Your task =
Output these items as a two-column CSV with the header row "prompt" and "points". Give one row for each item, with its text and its answer each in a single quoted field and any line breaks replaced by spaces.

====

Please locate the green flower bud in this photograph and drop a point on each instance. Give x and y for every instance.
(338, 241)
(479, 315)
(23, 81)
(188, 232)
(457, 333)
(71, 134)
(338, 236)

====

Full response =
prompt,points
"Please locate the green flower bud in this photograph and drop a point on each instance. Give x and y for every instance.","(338, 241) (479, 315) (23, 81) (188, 232) (457, 333) (71, 134) (338, 236)"